**DOCUMENT EXCERPT**
________________________
Marseille’s season has lurched from frustration to flat disappointment, but one story has refused to follow the script. While the club stumbled through a turbulent campaign and a mid-season change in the dugout, Greenwood kept scoring – relentlessly, almost defiantly.

Habib Beye’s appointment in February was meant to jolt OM back to life. The bounce never truly came. Performances stuttered, results sagged, and the Velodrome’s familiar roar often turned into a nervous murmur. In the middle of it all, Greenwood carried the attack, finishing with 26 goals in all competitions and dragging Marseille through games they had little right to take anything from.

This week, that individual brilliance received its official stamp of approval. The 24-year-old forward was named in the Ligue 1 Team of the Year, a nod from the league that, even in a flawed side, his level has rarely dipped. He has 16 league goals and six assists to his name – numbers that stand out even more when set against the team’s collective inconsistency.

Collecting his award, Greenwood did not hide how conflicted the season has felt. The campaign, he admitted, has been “sometimes difficult collectively, especially in recent months,” yet on a personal level he knows he has delivered. He spoke warmly of Ligue 1, calling it “a wonderful league” with “incredible matches” and, crucially for Marseille fans, he ended with a simple wish: “I hope I can stay.”

Those words cut straight through weeks of transfer noise. His form has inevitably turned heads across the continent. Juventus, Atletico Madrid, Borussia Dortmund – the names circling around him underline just how far his stock has risen. In another context, with a fractured dressing room and a club searching for direction, a summer departure might already feel like a done deal.

But Marseille hold a strong hand. Greenwood is tied to the club until June 2029, a long-term contract that gives OM both time and leverage. They are under no pressure to sell quickly or cheaply. The real question now sits in the boardroom: do they build the next phase of the project around their most reliable goalscorer, or do they decide that this is the moment to cash in at maximum value?

That decision will not be made in isolation. Sunday brings a game that could tilt the club’s short-term future. Marseille host Rennes in a straight shootout for Europe, a final-day fixture loaded with consequence. OM sit sixth on 56 points, three behind fifth-placed Rennes and only two ahead of AS Monaco in seventh. A top-six finish is the minimum requirement to stay in continental competition next season. One bad afternoon and the season’s struggles could end without Europe, without momentum, and with even more uncertainty.

On the pitch, the narrative sharpens further. The match doubles as a Golden Boot decider. Greenwood, four goals behind Rennes striker Esteban Lepaul, has one last chance to close the gap. It is a daunting margin for a single game, yet his season has been built on moments where logic said stop and he kept going.

So it comes to this: a restless club, a star forward at the peak of his powers, and a finale that will help shape both his future and Marseille’s. When the whistle blows on Sunday, will OM be looking at Greenwood as the man to lead them back to the top, or as the asset whose sale funds another rebuild?
________________________
**INFORMATION SUPPLIED**
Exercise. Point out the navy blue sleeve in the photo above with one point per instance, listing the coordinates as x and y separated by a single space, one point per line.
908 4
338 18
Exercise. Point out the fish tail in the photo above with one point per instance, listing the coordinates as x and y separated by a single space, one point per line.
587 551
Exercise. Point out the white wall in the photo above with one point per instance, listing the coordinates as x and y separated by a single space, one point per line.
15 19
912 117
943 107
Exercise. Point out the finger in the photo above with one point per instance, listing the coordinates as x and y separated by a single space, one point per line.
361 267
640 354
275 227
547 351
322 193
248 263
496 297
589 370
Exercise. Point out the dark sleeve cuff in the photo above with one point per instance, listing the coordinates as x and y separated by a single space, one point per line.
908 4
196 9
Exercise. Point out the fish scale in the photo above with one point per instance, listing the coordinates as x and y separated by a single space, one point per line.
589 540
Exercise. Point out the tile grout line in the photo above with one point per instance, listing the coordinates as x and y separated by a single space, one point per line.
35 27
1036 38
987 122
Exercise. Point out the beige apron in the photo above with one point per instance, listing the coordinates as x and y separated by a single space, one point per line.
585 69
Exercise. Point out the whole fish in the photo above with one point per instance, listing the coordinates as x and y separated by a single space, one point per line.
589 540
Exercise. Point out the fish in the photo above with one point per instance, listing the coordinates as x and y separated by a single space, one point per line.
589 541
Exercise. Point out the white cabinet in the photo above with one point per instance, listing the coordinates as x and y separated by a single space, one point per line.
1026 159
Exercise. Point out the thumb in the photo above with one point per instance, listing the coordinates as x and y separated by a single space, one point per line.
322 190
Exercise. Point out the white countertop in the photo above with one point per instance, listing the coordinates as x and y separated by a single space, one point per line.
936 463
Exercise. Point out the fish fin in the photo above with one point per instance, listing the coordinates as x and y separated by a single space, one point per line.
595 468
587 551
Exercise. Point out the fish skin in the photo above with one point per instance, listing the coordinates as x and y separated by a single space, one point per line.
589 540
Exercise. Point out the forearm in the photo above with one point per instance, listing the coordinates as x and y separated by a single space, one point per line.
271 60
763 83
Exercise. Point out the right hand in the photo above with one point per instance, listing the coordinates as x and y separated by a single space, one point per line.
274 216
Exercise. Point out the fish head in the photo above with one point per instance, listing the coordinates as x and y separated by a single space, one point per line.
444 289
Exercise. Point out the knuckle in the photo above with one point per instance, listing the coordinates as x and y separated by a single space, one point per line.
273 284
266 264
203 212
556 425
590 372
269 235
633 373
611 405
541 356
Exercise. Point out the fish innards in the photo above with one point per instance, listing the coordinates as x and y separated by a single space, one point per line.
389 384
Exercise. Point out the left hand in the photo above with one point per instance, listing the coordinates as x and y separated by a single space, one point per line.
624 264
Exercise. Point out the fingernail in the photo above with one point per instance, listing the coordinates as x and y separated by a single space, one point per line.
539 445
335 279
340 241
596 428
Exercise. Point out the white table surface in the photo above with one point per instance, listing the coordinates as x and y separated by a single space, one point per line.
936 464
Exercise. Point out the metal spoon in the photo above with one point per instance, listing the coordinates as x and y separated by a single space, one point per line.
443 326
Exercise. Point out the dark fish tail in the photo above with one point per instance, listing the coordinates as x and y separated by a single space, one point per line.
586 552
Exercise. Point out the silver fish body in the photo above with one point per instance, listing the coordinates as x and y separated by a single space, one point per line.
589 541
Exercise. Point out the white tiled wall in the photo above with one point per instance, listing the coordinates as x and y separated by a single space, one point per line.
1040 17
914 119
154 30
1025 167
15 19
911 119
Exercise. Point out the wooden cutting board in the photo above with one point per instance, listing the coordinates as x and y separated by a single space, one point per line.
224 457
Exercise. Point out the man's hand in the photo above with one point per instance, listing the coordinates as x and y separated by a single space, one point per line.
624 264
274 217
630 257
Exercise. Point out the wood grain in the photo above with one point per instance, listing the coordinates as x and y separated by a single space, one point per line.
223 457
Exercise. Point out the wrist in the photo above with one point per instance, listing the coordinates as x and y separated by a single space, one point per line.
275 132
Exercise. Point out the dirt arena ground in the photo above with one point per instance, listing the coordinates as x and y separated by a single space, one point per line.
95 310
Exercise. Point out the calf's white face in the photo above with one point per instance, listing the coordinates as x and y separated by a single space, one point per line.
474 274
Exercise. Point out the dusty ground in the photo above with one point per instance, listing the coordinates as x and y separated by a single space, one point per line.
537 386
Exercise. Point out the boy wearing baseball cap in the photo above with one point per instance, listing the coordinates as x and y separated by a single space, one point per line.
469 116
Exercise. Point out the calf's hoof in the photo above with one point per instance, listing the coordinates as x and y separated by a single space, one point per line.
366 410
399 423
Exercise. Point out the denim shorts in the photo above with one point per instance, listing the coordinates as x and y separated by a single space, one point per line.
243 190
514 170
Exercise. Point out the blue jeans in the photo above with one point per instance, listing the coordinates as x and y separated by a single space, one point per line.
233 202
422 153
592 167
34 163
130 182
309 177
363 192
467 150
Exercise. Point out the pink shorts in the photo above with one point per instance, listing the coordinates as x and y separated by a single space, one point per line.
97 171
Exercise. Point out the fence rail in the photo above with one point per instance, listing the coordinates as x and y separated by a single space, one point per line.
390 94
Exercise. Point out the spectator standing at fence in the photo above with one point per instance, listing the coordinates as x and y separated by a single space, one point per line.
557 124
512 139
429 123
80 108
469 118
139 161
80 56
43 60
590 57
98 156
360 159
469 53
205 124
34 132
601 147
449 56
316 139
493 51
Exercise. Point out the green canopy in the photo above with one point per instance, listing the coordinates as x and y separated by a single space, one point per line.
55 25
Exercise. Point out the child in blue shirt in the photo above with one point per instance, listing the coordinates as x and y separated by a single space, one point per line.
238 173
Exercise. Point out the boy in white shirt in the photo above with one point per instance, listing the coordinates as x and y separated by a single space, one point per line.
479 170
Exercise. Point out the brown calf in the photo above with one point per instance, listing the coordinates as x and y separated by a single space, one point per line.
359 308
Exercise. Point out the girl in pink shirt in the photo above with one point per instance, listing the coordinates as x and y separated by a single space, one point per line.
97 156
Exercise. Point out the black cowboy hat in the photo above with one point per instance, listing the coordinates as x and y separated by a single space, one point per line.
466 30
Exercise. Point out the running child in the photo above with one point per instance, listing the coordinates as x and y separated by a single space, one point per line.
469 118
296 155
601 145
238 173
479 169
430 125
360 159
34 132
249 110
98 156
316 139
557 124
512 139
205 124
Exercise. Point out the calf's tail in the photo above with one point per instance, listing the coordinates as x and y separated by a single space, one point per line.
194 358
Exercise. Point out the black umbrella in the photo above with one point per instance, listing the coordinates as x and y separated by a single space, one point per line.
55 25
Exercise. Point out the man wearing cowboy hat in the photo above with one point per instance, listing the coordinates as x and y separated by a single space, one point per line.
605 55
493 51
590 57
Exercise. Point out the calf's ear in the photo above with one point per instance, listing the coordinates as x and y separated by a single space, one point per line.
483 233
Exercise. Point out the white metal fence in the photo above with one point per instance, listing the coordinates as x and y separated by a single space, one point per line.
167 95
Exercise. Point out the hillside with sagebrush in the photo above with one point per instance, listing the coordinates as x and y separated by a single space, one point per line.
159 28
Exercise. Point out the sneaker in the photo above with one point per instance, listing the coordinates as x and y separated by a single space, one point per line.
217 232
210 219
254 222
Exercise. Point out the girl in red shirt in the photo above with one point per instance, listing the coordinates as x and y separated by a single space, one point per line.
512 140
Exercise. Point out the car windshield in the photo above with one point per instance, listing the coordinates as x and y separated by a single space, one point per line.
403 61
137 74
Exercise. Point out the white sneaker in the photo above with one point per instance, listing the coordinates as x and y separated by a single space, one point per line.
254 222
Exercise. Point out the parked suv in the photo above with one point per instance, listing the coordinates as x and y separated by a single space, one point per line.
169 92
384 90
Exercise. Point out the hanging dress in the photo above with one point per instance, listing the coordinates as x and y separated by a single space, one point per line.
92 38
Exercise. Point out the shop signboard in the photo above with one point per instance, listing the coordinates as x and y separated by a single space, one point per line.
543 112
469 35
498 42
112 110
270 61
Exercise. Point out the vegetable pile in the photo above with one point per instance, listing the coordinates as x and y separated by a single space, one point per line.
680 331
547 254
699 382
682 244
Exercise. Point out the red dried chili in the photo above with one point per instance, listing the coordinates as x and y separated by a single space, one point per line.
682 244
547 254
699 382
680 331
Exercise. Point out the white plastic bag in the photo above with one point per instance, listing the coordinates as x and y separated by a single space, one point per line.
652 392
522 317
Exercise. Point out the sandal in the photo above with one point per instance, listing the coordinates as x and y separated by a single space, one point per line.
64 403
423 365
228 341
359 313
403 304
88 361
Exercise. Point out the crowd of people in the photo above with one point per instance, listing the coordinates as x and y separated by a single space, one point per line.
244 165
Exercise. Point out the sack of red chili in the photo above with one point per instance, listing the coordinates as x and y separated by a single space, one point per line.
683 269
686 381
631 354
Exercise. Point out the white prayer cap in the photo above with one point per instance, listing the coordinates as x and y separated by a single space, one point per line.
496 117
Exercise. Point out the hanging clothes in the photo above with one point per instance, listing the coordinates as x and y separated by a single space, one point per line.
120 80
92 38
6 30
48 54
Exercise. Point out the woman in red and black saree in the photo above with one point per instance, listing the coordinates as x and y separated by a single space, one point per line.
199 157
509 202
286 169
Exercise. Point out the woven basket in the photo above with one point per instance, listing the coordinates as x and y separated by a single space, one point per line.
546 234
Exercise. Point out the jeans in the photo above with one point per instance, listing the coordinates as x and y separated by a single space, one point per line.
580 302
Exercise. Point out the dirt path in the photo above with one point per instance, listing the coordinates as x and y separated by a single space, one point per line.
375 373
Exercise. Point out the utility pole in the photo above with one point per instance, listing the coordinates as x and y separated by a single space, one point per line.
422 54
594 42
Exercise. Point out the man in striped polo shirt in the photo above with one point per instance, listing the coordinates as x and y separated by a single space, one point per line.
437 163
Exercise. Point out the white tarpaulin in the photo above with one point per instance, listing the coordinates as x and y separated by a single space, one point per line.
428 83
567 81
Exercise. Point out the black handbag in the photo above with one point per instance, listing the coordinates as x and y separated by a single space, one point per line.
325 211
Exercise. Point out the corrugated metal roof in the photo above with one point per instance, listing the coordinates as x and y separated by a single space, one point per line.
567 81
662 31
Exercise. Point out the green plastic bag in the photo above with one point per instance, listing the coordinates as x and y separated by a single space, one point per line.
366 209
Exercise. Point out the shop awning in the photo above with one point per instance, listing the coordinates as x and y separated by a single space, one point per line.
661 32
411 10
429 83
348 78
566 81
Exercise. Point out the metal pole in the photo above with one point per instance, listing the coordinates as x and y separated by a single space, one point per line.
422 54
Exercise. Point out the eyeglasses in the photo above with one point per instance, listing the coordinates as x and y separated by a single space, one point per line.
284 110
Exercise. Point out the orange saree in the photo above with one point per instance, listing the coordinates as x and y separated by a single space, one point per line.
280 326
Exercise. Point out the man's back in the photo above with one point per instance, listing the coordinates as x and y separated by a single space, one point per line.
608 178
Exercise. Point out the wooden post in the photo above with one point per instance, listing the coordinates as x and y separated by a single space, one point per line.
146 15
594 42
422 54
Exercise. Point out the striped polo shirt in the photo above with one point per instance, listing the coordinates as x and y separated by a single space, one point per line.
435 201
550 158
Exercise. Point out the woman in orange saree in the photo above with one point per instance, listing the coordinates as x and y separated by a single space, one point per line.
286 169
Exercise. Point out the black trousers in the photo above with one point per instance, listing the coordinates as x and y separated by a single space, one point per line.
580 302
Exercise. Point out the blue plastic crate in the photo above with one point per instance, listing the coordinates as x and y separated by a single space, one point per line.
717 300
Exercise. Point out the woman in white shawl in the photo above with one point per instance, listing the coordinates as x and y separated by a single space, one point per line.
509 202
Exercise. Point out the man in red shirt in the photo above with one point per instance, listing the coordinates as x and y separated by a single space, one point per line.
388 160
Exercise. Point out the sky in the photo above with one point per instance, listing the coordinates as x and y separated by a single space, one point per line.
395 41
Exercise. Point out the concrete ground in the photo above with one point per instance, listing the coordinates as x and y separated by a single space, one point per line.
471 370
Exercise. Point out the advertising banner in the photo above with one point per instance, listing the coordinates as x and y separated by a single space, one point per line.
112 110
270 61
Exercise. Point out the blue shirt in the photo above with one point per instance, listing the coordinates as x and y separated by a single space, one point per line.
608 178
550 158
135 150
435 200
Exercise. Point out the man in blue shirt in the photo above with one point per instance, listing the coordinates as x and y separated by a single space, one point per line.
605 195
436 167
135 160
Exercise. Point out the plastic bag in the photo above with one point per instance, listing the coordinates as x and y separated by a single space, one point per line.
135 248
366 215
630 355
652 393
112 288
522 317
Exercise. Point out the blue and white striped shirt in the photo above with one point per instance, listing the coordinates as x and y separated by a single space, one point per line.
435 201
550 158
________________________
**EXERCISE OBJECTIVE**
Please copy word for word everything from "Those words cut" down to "at maximum value?" in the article about Greenwood and Marseille above.

**SOLUTION BELOW**
Those words cut straight through weeks of transfer noise. His form has inevitably turned heads across the continent. Juventus, Atletico Madrid, Borussia Dortmund – the names circling around him underline just how far his stock has risen. In another context, with a fractured dressing room and a club searching for direction, a summer departure might already feel like a done deal.

But Marseille hold a strong hand. Greenwood is tied to the club until June 2029, a long-term contract that gives OM both time and leverage. They are under no pressure to sell quickly or cheaply. The real question now sits in the boardroom: do they build the next phase of the project around their most reliable goalscorer, or do they decide that this is the moment to cash in at maximum value?